- Given instruction -
Transcribe the records that follow, preserving every word.

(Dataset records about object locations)
▼▼▼

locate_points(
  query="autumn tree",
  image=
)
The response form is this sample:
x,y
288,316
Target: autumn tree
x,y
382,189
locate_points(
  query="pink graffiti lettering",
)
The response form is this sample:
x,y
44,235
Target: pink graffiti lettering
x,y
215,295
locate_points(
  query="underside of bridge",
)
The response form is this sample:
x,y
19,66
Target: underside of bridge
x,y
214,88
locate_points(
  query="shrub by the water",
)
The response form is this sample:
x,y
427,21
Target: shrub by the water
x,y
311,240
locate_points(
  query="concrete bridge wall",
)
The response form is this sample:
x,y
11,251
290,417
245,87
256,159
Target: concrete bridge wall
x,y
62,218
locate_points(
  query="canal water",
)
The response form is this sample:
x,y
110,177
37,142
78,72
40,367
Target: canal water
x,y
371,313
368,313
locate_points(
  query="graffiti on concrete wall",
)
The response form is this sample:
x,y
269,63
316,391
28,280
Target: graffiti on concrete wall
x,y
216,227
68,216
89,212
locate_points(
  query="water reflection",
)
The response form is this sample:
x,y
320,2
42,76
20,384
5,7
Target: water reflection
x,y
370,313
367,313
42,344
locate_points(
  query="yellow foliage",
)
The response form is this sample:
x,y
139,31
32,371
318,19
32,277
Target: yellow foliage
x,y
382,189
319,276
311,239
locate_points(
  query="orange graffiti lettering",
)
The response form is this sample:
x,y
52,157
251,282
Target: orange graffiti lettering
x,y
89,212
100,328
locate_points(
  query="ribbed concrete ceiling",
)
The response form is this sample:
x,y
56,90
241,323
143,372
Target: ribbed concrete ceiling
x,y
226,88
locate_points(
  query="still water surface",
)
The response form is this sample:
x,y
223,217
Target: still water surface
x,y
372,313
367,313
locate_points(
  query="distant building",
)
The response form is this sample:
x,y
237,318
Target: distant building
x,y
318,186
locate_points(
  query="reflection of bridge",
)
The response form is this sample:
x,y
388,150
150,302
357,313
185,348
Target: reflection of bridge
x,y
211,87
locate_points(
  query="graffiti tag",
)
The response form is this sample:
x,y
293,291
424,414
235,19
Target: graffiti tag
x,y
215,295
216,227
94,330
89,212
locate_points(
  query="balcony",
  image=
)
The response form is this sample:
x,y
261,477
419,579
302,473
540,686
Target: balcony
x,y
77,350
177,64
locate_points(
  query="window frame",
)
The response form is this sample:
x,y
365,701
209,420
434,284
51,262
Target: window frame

▲▲▲

- Expected answer -
locate_points(
  query="autumn tree",
  image=
)
The response form is this sample:
x,y
288,316
Target: autumn tree
x,y
382,189
locate_points(
  query="pink graffiti lettering",
)
The response form is this sample:
x,y
44,235
Target: pink graffiti lettering
x,y
215,295
locate_points(
  query="underside of bridge",
)
The response form is this sample:
x,y
19,66
Target: underside of bridge
x,y
214,88
locate_points(
  query="shrub by the water",
)
The response form is this sample:
x,y
427,21
Target: shrub by the water
x,y
311,240
locate_points(
  query="concrete bridge wall",
)
The response form is this sample:
x,y
11,251
290,417
245,87
256,159
Target: concrete bridge wall
x,y
62,218
locate_points(
  query="canal water",
)
The response form is this sample:
x,y
110,177
37,142
78,72
40,367
Target: canal water
x,y
371,313
368,313
locate_points(
  query="graffiti on concrete wall",
)
The response form is this sample:
x,y
269,63
316,391
28,280
Target: graffiti on concrete wall
x,y
216,227
68,216
89,212
locate_points(
  query="water reflection",
)
The response form is this sample:
x,y
320,2
42,76
20,384
5,7
Target: water reflection
x,y
370,313
367,313
42,344
locate_points(
  query="yellow foliage",
)
The response form is this sample:
x,y
139,31
32,371
318,19
32,277
Target: yellow foliage
x,y
382,189
319,276
311,239
locate_points(
  query="orange graffiti lettering",
)
The response form is this sample:
x,y
52,157
251,282
Target: orange graffiti lettering
x,y
89,212
100,328
locate_points(
  query="ribbed concrete ceiling",
)
The response form is this sample:
x,y
56,90
241,323
143,372
Target: ribbed concrete ceiling
x,y
226,88
locate_points(
  query="still water surface",
)
The response form is this sample:
x,y
223,217
Target: still water surface
x,y
372,313
367,313
locate_points(
  query="distant building",
)
The response form is this sample:
x,y
237,318
Target: distant building
x,y
318,186
locate_points(
  query="reflection of bridge",
)
The response form is this sample:
x,y
388,150
150,302
357,313
185,348
Target: reflection of bridge
x,y
211,87
locate_points(
  query="graffiti tag",
)
The response form is this sample:
x,y
293,291
424,414
235,19
Target: graffiti tag
x,y
215,295
216,227
94,330
89,212
locate_points(
  query="balcony",
  image=
)
The response form is this sample:
x,y
261,477
419,579
302,473
540,686
Target: balcony
x,y
77,350
177,64
locate_points(
  query="window frame",
)
The response form is this sample:
x,y
365,701
209,420
434,284
51,262
Target: window frame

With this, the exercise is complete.